**Text provided**
Viešintos is a town in Anykščiai district municipality, in Utena County, in northeast Lithuania. According to the 2011 census, the town has a population of 281 people. Town established near Viešinta river.

==Etymology==
Viešintos is a hydronymic place name - the town is named after the river Viešinta, whose source is located near the town. In other languages, the town is known as: Wieszynty

==History==
The Viešintos manor has been mentioned since the 16th century. In 1591, its owner Francas Kulvietis was granted the privilege to establish a town and to organise a market, and in the course of a few centuries the town of Viešintos overtook the nearby rival town of Jurgiškis. In 1734, 33 families lived in the town. The first church was built in 1787. The Kaunas Governorate archives mention that in 1853 Viešintos manor with 191 serfs belonged to Pranciškus Krasauskas. Then, until the beginning of the 20th century, Viešintai manor belonged to the Petkevičius and Komar families, and after the death of its last owner, Antanas Komaras, it was mortgaged to the Vilnius Land Bank. In 1902 a primary school was founded. After the restoration of Lithuania in 1918, there were 2 mills, a dairy, a small credit union, and a branch of the Lithuanian Riflemen's Union. At the time, about 30 Jewish families lived in Viešintos, a synagogue was built before World War II, but demolished by the Soviet government around 1962. From 1941 to 1951 the Soviet occupation authorities deported 28 residents of Viešintos.

On 07.07.1941, on the orders of the Nazi occupation authorities, most of the Jews of Viešintos were executed in the Kupiškis Freemasons' Cemetery. After World War II, Lithuanian partisans of the Šarūnas detachment of Dainava military district were active in the area. The coat of arms of the town was adopted in 2006 by the decree of the President of the Republic of Lithuania.

**Supplied records**
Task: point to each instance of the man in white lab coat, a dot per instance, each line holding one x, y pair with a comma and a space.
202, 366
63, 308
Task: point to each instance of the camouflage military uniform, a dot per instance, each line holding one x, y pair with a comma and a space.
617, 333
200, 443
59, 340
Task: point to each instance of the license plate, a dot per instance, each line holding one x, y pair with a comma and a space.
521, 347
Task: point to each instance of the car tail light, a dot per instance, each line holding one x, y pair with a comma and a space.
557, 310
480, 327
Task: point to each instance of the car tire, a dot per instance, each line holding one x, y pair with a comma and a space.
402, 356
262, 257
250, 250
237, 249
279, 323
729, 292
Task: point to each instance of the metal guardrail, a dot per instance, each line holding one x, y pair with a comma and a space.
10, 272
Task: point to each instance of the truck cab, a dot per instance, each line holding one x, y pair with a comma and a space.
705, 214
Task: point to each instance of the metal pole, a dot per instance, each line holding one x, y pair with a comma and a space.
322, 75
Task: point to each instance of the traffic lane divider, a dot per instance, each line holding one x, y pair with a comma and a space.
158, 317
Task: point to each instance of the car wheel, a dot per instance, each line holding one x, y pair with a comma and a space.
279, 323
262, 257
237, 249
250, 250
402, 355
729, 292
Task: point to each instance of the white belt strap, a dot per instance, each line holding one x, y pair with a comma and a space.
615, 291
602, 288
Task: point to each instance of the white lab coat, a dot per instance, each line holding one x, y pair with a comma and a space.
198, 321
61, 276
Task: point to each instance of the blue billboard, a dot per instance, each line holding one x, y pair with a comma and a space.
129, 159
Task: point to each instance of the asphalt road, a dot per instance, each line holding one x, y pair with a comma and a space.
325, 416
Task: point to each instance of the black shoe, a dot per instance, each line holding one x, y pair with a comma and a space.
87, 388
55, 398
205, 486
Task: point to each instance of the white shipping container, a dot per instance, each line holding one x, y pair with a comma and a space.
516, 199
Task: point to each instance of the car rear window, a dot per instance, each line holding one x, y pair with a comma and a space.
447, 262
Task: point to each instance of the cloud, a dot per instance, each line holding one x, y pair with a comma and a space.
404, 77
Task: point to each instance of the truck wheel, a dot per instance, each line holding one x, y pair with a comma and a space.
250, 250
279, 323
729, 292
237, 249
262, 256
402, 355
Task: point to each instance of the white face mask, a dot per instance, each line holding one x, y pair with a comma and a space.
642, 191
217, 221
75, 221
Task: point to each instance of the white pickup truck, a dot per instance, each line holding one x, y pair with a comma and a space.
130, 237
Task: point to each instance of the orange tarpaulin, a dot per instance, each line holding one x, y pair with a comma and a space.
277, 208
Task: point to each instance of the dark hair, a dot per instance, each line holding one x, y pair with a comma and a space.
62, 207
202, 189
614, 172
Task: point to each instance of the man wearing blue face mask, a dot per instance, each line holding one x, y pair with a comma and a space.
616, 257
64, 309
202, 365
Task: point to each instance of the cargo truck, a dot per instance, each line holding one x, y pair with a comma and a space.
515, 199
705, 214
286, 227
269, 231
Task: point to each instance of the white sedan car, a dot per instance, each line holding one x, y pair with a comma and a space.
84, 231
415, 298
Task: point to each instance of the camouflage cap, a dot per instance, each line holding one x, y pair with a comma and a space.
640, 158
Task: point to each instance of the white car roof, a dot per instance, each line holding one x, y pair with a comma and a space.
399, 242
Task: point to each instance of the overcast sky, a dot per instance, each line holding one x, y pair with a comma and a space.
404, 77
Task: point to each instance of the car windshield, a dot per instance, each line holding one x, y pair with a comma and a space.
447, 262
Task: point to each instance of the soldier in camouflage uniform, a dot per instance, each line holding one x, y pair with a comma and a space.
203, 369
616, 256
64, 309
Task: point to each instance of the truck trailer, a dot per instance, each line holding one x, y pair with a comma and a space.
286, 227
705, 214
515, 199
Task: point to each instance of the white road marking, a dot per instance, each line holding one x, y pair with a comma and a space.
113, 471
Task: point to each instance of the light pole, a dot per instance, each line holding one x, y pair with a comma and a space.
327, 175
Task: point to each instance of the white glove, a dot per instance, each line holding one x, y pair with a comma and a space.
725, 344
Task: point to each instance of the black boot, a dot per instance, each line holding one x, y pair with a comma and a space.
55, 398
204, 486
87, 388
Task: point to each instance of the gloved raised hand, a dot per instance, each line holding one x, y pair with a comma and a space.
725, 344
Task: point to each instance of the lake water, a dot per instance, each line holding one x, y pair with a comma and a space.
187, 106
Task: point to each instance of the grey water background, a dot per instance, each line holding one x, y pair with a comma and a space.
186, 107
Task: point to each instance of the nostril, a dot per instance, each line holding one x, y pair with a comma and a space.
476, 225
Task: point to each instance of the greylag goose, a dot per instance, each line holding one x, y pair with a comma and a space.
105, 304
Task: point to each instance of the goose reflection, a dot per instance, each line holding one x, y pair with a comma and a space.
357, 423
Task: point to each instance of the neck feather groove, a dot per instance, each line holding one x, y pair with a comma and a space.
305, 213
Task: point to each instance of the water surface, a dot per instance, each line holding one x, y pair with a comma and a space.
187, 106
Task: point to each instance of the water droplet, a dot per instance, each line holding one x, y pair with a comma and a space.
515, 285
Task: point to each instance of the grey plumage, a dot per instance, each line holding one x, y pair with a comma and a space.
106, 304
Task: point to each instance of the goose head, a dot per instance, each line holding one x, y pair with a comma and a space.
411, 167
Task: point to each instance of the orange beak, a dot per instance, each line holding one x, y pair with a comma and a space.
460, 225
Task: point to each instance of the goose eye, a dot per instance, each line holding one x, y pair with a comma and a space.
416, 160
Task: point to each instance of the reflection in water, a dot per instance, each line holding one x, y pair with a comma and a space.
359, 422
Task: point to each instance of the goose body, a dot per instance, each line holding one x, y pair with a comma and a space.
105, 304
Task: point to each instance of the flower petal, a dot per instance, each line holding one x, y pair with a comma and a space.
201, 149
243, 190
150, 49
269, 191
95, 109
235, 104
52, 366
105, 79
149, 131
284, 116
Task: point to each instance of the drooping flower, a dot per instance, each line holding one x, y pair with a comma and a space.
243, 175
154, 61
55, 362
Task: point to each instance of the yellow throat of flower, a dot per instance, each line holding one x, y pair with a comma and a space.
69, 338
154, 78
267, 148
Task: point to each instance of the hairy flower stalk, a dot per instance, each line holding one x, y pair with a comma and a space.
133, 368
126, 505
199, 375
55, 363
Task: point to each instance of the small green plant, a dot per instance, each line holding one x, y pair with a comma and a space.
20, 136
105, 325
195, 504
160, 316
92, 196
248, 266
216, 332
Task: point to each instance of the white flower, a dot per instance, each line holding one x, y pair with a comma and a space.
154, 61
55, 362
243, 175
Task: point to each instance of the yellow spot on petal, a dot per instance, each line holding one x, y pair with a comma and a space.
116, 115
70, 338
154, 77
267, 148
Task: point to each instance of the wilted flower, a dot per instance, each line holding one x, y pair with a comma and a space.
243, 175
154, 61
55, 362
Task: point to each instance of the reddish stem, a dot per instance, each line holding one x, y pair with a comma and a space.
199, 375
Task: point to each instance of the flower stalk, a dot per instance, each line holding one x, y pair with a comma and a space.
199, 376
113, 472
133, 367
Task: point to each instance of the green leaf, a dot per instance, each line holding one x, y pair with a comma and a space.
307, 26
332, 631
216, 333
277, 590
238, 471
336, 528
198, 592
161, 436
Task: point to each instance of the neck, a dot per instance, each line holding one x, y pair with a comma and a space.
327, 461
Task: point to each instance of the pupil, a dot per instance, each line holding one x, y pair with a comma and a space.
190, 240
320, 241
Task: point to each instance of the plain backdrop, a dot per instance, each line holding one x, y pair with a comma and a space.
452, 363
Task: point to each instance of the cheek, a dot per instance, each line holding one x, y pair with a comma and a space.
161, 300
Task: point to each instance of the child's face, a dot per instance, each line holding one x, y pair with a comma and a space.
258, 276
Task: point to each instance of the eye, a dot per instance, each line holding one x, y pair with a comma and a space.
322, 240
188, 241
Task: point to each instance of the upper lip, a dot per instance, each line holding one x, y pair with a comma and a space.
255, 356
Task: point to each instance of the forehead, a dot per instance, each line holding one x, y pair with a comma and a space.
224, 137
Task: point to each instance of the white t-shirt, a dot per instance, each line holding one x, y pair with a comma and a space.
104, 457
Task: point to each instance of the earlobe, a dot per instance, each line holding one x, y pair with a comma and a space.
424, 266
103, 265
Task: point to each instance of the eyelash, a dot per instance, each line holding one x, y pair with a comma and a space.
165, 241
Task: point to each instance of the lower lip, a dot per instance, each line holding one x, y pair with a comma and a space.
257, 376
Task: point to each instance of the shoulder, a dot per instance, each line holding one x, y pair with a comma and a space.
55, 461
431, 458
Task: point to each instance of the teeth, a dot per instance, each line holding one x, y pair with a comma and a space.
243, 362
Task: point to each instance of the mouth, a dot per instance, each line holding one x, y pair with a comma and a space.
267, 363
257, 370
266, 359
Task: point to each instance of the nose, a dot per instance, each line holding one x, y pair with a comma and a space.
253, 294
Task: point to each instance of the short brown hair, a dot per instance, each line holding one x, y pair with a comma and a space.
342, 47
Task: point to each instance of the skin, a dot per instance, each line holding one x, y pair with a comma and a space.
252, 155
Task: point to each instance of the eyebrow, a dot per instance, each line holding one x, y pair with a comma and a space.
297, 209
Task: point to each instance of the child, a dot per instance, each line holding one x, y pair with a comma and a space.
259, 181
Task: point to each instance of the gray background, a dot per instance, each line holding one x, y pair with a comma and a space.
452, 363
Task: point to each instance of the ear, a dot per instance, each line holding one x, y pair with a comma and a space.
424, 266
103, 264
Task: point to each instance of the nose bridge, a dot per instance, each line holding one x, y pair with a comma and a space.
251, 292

**Tasks to complete**
**a)** Copy the Viešintos text from the words "On 07.07.1941, on" through "Republic of Lithuania.", swapping "partisans" out for "fighters".
**b)** According to the Viešintos text, in what year was the town's first church built?
The entries come from a separate source unrelated to the Viešintos text.

**Results for each task**
**a)**
On 07.07.1941, on the orders of the Nazi occupation authorities, most of the Jews of Viešintos were executed in the Kupiškis Freemasons' Cemetery. After World War II, Lithuanian fighters of the Šarūnas detachment of Dainava military district were active in the area. The coat of arms of the town was adopted in 2006 by the decree of the President of the Republic of Lithuania.

**b)** 1787